▶ **Work to complete**: In the stretch of records from the line containing "task | put one marker on every instance of the flat" through the line containing "x=474 y=440", substitute "stony shoreline" for each "rocky shoreline", then write out those lines again with everything else left as it is.

***** Data records

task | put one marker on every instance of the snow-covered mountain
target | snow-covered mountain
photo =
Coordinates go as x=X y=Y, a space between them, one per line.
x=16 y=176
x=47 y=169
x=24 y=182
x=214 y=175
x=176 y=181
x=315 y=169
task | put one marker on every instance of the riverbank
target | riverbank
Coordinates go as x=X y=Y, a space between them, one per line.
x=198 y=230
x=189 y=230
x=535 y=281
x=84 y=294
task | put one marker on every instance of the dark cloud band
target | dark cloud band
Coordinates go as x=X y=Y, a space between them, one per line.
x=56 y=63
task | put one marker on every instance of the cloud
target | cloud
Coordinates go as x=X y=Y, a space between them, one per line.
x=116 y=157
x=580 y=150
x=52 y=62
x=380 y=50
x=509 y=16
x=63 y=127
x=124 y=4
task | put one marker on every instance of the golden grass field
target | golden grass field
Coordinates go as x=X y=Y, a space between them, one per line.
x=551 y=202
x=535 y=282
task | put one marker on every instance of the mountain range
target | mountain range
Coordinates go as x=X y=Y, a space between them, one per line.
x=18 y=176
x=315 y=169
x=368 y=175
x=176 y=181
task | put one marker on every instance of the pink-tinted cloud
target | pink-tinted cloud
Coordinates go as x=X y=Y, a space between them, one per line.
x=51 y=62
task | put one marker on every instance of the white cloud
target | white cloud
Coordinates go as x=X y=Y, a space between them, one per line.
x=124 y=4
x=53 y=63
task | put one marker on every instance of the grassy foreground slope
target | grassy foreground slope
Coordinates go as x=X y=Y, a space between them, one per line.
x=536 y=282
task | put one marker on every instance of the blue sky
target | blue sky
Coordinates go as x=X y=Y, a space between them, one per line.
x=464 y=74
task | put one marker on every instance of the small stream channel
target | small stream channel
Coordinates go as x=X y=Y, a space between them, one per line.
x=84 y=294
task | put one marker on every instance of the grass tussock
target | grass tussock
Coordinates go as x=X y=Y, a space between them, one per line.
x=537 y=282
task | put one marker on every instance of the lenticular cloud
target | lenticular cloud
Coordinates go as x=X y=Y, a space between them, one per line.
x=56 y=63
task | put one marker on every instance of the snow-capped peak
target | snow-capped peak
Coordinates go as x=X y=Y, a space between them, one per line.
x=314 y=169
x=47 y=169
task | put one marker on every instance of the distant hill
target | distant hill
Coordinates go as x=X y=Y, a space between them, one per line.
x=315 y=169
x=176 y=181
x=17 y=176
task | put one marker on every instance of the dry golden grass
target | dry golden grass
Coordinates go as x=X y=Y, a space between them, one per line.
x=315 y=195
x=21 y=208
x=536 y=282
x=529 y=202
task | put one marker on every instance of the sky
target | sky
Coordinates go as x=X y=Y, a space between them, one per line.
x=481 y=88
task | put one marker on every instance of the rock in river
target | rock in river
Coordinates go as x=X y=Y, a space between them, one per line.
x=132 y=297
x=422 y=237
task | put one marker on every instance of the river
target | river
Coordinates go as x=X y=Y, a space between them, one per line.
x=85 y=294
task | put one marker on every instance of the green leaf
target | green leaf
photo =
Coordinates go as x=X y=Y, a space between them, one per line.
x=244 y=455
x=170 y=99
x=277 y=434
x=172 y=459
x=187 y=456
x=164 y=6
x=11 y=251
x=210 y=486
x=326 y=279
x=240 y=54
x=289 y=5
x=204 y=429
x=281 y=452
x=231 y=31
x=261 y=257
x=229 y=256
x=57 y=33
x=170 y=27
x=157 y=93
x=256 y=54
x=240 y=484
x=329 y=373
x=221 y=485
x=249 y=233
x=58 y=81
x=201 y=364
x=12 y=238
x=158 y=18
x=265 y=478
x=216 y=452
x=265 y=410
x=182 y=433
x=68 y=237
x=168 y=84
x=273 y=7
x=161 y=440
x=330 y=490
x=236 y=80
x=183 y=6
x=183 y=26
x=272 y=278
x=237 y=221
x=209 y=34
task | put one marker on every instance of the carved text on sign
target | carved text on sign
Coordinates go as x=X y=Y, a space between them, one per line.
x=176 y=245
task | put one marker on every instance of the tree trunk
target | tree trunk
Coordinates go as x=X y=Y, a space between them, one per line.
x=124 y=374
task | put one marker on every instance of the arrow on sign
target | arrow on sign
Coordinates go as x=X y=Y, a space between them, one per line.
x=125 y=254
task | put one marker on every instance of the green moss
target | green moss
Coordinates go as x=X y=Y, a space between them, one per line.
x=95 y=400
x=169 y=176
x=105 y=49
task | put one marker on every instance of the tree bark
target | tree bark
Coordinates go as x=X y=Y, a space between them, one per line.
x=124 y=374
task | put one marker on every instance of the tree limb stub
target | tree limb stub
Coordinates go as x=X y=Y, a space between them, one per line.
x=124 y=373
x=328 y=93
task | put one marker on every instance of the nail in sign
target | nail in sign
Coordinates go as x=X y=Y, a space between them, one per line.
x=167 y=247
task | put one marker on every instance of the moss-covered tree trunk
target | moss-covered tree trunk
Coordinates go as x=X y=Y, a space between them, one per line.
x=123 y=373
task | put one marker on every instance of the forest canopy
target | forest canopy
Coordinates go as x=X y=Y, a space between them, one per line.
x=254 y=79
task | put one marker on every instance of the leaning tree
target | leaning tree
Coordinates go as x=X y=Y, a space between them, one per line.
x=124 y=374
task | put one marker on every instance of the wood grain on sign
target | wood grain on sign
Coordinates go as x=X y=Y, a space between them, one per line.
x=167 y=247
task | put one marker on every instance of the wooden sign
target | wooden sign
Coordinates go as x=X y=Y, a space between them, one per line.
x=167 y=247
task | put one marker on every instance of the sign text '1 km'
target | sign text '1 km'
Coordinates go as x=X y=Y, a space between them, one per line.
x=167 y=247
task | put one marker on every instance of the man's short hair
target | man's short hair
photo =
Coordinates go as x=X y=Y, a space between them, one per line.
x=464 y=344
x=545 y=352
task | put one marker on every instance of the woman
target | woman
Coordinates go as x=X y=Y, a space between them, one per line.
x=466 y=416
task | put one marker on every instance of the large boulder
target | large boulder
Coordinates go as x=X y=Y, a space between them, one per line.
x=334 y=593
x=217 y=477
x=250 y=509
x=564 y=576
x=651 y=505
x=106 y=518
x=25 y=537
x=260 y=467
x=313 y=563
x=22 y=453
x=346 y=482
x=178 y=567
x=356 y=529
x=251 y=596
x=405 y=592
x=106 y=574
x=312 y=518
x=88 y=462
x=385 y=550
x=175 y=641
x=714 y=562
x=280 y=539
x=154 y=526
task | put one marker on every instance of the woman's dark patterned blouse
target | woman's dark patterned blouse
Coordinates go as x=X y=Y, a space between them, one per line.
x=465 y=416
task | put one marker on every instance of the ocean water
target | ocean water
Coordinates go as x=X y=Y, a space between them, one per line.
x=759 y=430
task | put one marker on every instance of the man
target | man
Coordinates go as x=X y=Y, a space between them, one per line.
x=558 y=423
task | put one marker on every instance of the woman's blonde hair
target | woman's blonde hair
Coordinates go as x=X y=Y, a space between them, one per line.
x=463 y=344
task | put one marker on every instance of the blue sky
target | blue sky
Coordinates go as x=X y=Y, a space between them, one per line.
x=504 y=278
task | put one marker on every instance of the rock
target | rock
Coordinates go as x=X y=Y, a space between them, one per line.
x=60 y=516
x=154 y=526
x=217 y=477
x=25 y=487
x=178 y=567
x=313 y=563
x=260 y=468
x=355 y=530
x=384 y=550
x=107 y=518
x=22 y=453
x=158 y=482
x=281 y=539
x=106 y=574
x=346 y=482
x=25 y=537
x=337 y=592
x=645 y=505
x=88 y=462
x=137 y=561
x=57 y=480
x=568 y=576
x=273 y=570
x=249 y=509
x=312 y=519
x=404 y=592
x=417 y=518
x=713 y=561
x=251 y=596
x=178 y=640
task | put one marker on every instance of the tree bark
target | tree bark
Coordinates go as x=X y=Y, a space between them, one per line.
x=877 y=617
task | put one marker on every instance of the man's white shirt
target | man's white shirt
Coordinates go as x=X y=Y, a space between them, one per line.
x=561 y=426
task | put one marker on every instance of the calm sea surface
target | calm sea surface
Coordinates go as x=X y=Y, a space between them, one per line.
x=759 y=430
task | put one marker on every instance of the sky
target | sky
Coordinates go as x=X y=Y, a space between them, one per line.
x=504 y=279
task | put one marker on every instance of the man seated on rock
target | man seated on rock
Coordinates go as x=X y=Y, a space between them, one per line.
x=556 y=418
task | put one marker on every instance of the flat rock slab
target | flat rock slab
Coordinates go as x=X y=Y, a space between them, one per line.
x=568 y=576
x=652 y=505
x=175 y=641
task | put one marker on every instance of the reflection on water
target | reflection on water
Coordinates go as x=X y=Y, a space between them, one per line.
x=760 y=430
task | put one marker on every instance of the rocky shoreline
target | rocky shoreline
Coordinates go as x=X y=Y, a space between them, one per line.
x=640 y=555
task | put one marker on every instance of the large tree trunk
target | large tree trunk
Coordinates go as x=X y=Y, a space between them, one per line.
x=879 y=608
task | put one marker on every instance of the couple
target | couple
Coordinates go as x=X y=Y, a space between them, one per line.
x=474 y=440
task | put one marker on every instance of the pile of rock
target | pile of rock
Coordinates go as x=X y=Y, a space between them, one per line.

**********

▶ **Finished task**:
task | put one marker on every instance of the flat rock slab
target | flat rock slab
Coordinates go as x=X y=Y, a space between them, one per line.
x=568 y=576
x=652 y=505
x=175 y=641
task | put one marker on every instance of the reflection on water
target | reflection on water
Coordinates go as x=X y=Y, a space between them, one per line.
x=760 y=430
task | put one marker on every instance of the stony shoreline
target | stony shoreline
Coordinates go as x=X y=Y, a space between them, one per line.
x=640 y=555
task | put one marker on every instance of the large tree trunk
target | large tree trunk
Coordinates go as x=X y=Y, a space between them, one per line.
x=879 y=608
task | put one marker on every instance of the couple
target | couple
Coordinates go as x=X y=Y, a space between them, one per line.
x=474 y=440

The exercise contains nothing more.